- What to produce
All that should come back is the lines of the data below from the one containing "Target: elderly man in dark suit" to the one containing "Target: guard's black hat", inclusive, exactly as they stand.

- Dataset entries

__________

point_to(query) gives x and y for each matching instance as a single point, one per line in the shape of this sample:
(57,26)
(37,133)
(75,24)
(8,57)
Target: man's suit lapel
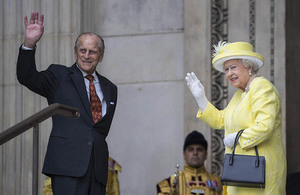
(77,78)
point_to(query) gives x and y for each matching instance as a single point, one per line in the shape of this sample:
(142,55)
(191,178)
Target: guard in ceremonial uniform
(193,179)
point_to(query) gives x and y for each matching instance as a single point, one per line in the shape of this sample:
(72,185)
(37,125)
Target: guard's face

__________

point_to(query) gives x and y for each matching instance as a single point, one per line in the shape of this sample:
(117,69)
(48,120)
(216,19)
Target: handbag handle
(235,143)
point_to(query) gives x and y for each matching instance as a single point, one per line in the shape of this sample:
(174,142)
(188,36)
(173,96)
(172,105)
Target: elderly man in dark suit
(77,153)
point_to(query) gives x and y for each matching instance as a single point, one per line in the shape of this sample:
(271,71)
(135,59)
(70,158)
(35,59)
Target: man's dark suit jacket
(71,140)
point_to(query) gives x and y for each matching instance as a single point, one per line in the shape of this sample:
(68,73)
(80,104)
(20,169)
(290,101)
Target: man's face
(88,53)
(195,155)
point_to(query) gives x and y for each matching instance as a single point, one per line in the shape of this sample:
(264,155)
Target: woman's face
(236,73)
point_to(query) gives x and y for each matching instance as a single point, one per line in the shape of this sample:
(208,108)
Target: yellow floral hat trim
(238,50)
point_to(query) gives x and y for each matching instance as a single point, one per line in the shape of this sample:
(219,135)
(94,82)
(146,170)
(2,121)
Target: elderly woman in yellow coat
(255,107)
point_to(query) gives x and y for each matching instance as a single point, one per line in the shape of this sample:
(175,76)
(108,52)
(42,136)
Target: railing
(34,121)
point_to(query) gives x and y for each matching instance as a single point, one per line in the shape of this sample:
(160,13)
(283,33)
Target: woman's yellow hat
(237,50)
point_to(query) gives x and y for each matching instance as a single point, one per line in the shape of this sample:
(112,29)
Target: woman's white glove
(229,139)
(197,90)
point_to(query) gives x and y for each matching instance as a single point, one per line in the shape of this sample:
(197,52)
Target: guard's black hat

__________

- Task result
Target: elderly man in dark suit
(77,153)
point_to(query) gives x and y for each matching instance as a single point, one per line in the shape of this sample:
(271,71)
(135,59)
(70,158)
(35,59)
Target: man's dark suit jacket
(71,140)
point_to(query) gives x and y for each matching instance as a single point, one per line in the shape of this sample:
(68,73)
(80,104)
(20,169)
(290,101)
Target: man's face
(88,53)
(195,155)
point_to(query) gives x and y for each matching instance as a single point, one per line in the shape of this sample:
(264,155)
Target: woman's face
(236,73)
point_to(query) gives x and y for each matching instance as a single point, one per line in the shape of this sample:
(208,108)
Target: yellow floral hat trim
(238,50)
point_to(query) gives x and y for each matching instance as a single point, one per line in the shape of this sample:
(219,135)
(94,82)
(146,170)
(2,121)
Target: elderly woman in yellow coat
(255,107)
point_to(query) gives x and y for each matching instance as a single point, one per line in the shape of this sample:
(175,76)
(108,52)
(42,136)
Target: railing
(34,121)
point_to(query) gives x and y for each matching instance as a single point, one per line in the shape of this sample:
(160,13)
(283,33)
Target: woman's yellow hat
(237,50)
point_to(query) gives x and y for each matching instance as a single point, one per line in the shape of this sample:
(112,29)
Target: woman's white glove
(229,139)
(197,90)
point_to(query) gives x and y for each matching instance as a single point, one per line in the shape of this sample:
(197,52)
Target: guard's black hat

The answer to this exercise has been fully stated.